• KURZE AUFGABE 1: Gib den Abschnitt der Liste vom Anfang bis einschließlich der Zeile mit "<point>160,153</point>" wortgetreu wieder, die Bilder aber nicht.

• TEXTABSCHNITT:
Humboldt-Universität zu Berlin - Politische Soziologie und Sozialpolitik

Projekte

Laufende Projekte

 
Einstein Research Unit "Coping with Affective Polarization" (CAP): How Civil Society Fosters Social Cohesion

Hanna Schwander (mit Jule Specht, Swen Hutter und Christian von Scheve)

Details
Polarization is at the center of current debates about the erosion of social cohesion. Particularly hotly debated is the phenomenon of affective polarization – the tendency of individuals and groups to feel closer to like-minded people and to harbor negative affect and degrading attitudes to other-minded people – which can have detrimental consequences for society. Affective polarization can be particularly noxious because it may inhibit cooperation and compromise across political camps, decrease trust in the government, increase intolerance, hate speech and even political violence, and can thereby threaten democracy. The looming question is how we, as a society, can cope with affective polarization to limit its detrimental consequences.
In our proposed Einstein Research Unit CAP, we argue that social cohesion is a resource for societies to constructively handle affective polarization as to avoid its negative consequences and that civil society is a critical site to implement and examine this capacity. We will do so based on a theoretically grounded, extensive empirical examination of affective polarization and coping strategies, combining a rich set of rigorous methodological approaches.

 

 

Wissenschaftliche Begleitung der Initiative „Hamburg tested Grundeinkommen“

Hanna Schwander (mit Swen Hutter, Jürgen Schupp, Bastian Becker, Lisa Reuter und Mika Bauer)

Details

Seit mehreren Jahren nehmen Debatten zur Einführung eines Bedingungslosen Grundeinkommens (BGE) an Intensität zu, wobei sich Befürworter:innen und Gegner:innen die Waage halten. Laut einer Studie des Deutschen Instituts für Wirtschaftsforschung aus dem Jahr 2019 wünschen sich dennoch etwa 70% der Menschen in Deutschland die Erprobung eines BGEs durch Pilotprojekte. Diese Pilotprojekte sind tragen maßgeblich zur öffentlichen Meinungsbildung und Klärung offener Fragen.

Das Zentrum für Zivilgesellschaftsforschung und die Humboldt Universität zu Berlin begleiteten in Zusammenarbeit mit dem Freiburger Institut für Grundeinkommensforschung und dem Deutschen Institut für Wirtschaftsforschung die direktdemokratische Kampagne „Hamburg testet Grundeinkommen“.

• VORLIEGENDE LISTE:
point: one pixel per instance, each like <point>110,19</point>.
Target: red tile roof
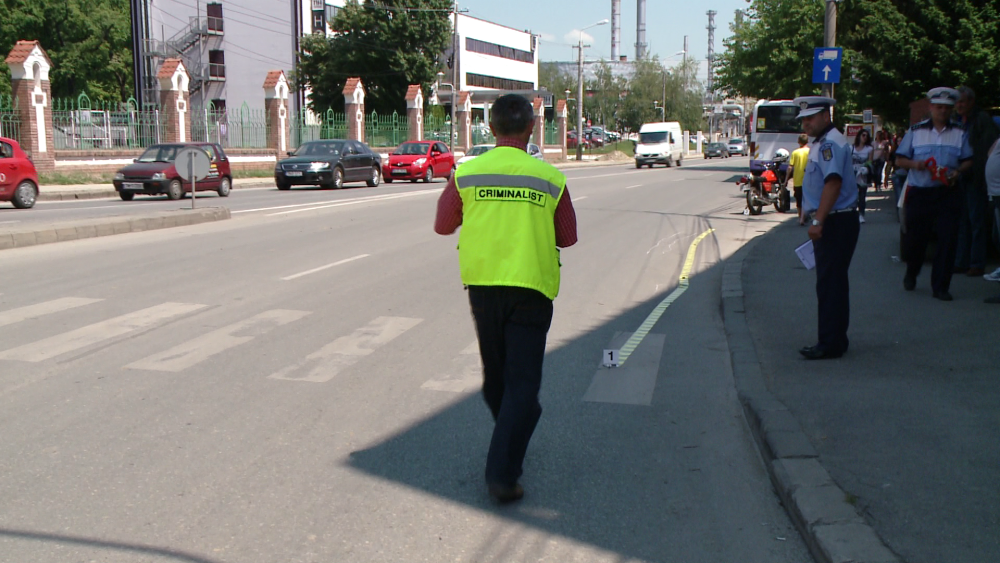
<point>273,77</point>
<point>22,50</point>
<point>168,68</point>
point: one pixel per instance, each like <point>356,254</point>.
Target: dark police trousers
<point>834,251</point>
<point>512,324</point>
<point>927,208</point>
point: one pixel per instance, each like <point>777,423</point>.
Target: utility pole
<point>830,36</point>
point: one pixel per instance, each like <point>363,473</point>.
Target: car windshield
<point>413,148</point>
<point>476,151</point>
<point>653,137</point>
<point>321,148</point>
<point>160,153</point>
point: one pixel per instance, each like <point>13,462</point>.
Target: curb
<point>91,228</point>
<point>829,524</point>
<point>52,193</point>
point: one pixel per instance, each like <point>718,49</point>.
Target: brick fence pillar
<point>463,117</point>
<point>276,106</point>
<point>354,105</point>
<point>561,116</point>
<point>415,112</point>
<point>174,98</point>
<point>29,68</point>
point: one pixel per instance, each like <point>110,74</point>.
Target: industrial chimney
<point>640,30</point>
<point>616,27</point>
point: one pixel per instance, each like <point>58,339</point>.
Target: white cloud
<point>574,36</point>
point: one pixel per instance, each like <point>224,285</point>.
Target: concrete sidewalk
<point>891,452</point>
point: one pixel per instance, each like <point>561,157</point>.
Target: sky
<point>667,22</point>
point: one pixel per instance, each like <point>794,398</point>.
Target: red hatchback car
<point>419,160</point>
<point>154,173</point>
<point>18,177</point>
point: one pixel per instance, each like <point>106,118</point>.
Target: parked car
<point>473,152</point>
<point>18,177</point>
<point>716,150</point>
<point>737,146</point>
<point>154,173</point>
<point>419,160</point>
<point>329,164</point>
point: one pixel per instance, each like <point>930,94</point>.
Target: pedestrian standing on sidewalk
<point>830,196</point>
<point>862,159</point>
<point>973,230</point>
<point>797,172</point>
<point>930,148</point>
<point>514,211</point>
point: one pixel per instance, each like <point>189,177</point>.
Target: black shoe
<point>506,493</point>
<point>819,353</point>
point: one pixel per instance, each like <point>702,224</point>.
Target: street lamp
<point>451,126</point>
<point>579,92</point>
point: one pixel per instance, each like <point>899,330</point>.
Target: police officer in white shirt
<point>831,202</point>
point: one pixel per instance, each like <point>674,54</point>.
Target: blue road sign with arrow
<point>826,65</point>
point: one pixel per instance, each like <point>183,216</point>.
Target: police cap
<point>811,105</point>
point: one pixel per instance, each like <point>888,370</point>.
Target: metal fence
<point>241,128</point>
<point>310,126</point>
<point>86,124</point>
<point>10,119</point>
<point>386,131</point>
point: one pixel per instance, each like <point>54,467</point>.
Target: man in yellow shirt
<point>797,171</point>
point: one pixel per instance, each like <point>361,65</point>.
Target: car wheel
<point>25,195</point>
<point>338,178</point>
<point>376,177</point>
<point>175,190</point>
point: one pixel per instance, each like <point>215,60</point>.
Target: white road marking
<point>324,364</point>
<point>465,374</point>
<point>321,268</point>
<point>194,351</point>
<point>98,332</point>
<point>632,383</point>
<point>40,309</point>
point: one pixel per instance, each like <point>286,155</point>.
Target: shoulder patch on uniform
<point>827,151</point>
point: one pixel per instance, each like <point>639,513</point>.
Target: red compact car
<point>18,177</point>
<point>419,160</point>
<point>154,173</point>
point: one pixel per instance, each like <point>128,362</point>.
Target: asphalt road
<point>295,385</point>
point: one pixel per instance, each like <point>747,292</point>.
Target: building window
<point>502,51</point>
<point>484,81</point>
<point>217,65</point>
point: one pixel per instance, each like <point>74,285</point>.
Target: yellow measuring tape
<point>651,320</point>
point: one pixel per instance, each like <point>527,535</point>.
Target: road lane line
<point>40,309</point>
<point>321,268</point>
<point>324,364</point>
<point>192,352</point>
<point>647,325</point>
<point>465,374</point>
<point>98,332</point>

• KURZE AUFGABE 2: Fasse den Textabschnitt in drei Sätzen zusammen.

• LÖSUNG DER ÜBUNG 1:
point: one pixel per instance, each like <point>110,19</point>.
Target: red tile roof
<point>273,77</point>
<point>22,50</point>
<point>168,68</point>
point: one pixel per instance, each like <point>356,254</point>.
Target: dark police trousers
<point>834,251</point>
<point>512,324</point>
<point>927,208</point>
point: one pixel per instance, each like <point>777,423</point>.
Target: utility pole
<point>830,36</point>
point: one pixel per instance, each like <point>363,473</point>.
Target: car windshield
<point>413,148</point>
<point>476,151</point>
<point>653,137</point>
<point>321,148</point>
<point>160,153</point>

• LÖSUNG DER ÜBUNG 2: Als laufendes Projekt wird die Einstein Research Unit „Coping with Affective Polarization“ vorgestellt, die untersuchen will, wie die Gesellschaft mit affektiver Polarisierung umgehen kann, um deren schädliche Folgen zu begrenzen. Sie sieht sozialen Zusammenhalt als Ressource dafür und die Zivilgesellschaft als entscheidenden Ort, um diese Fähigkeit umzusetzen und zu untersuchen. Zudem begleiteten das Zentrum für Zivilgesellschaftsforschung und die Humboldt-Universität zu Berlin mit zwei weiteren Instituten die Kampagne „Hamburg testet Grundeinkommen“, wobei sich laut einer Studie von 2019 etwa 70 % der Menschen in Deutschland Pilotprojekte zum Grundeinkommen wünschen.